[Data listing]
★ ★ ★ ★ ★ ★ ★
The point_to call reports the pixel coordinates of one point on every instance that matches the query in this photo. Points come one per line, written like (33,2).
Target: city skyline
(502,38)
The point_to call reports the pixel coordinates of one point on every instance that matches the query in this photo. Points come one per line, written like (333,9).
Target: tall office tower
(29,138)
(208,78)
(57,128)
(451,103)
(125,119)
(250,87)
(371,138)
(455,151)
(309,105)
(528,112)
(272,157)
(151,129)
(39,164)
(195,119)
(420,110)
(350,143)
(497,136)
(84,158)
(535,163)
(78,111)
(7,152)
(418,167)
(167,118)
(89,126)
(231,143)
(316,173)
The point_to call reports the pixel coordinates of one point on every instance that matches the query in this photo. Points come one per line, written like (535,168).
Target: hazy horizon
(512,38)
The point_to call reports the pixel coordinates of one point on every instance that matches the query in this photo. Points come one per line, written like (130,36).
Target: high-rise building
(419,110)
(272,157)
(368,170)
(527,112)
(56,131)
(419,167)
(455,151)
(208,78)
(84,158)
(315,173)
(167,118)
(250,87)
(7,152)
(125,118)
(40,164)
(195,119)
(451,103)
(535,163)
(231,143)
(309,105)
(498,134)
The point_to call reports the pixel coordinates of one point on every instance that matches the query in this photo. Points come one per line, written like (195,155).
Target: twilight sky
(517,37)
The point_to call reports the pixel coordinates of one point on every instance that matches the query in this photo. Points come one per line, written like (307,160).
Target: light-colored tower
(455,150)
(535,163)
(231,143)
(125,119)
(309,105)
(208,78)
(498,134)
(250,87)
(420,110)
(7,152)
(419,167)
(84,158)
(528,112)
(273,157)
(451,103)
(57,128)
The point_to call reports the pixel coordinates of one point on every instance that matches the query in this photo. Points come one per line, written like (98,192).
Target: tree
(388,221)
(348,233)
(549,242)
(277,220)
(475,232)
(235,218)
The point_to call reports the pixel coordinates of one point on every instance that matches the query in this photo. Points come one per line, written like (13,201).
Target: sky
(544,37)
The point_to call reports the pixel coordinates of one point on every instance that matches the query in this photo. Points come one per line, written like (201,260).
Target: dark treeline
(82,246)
★ ★ ★ ★ ★ ★ ★
Problem to work on:
Write out every record shown above, word for word.

Output:
The point_to call reports the pixel coordinates of one point on every instance that matches the query in this photo. Points come one per line, written like (33,2).
Target: city skyline
(502,38)
The point_to call reports the pixel coordinates of one point on every instance that matches the query in this photo. Points come one per line, written like (333,9).
Target: tall office tower
(29,138)
(208,78)
(57,128)
(451,103)
(125,119)
(250,87)
(371,138)
(455,151)
(309,105)
(528,112)
(272,157)
(151,129)
(39,164)
(195,119)
(420,110)
(350,143)
(497,136)
(84,158)
(535,163)
(78,111)
(7,152)
(418,167)
(167,118)
(89,126)
(231,143)
(316,173)
The point_to call reports the pixel coordinates of one point on every instance that matches the query in this photo. Points come one per line, written like (535,168).
Target: hazy horizon
(512,38)
The point_to call reports the pixel coordinates of one point on every instance that matches the query in this photo. Points come one per line, written like (130,36).
Target: high-rise building
(419,110)
(272,157)
(368,170)
(527,112)
(56,131)
(419,167)
(455,151)
(208,78)
(84,158)
(315,173)
(167,118)
(250,87)
(7,152)
(125,118)
(40,164)
(195,119)
(451,103)
(535,163)
(231,143)
(309,105)
(498,134)
The point_to call reports the pixel coordinates of one point on every instance that matches the query in this photo. Points come one per line, written like (195,155).
Target: twilight sky
(517,37)
The point_to call reports the pixel coordinates of one point on every instance that matches the query in this photo. Points come one per line, written like (307,160).
Target: light-colored tower
(455,150)
(535,163)
(231,143)
(125,119)
(309,105)
(208,78)
(498,134)
(250,87)
(420,110)
(7,152)
(419,167)
(84,158)
(528,112)
(273,157)
(451,103)
(57,128)
The point_to call reports the pixel coordinates of one point on every instance that matches the query in this photo. Points come one per line, written like (98,192).
Target: tree
(388,221)
(348,233)
(549,242)
(277,220)
(475,232)
(235,218)
The point_to call reports the pixel coordinates of one point on every instance that matches the query in this photo. Points come one per line, written like (13,201).
Target: sky
(544,37)
The point_to call reports the pixel coordinates of one point on every instance that matches the query in this photo. Points come one per line, written like (201,260).
Target: dark treeline
(82,246)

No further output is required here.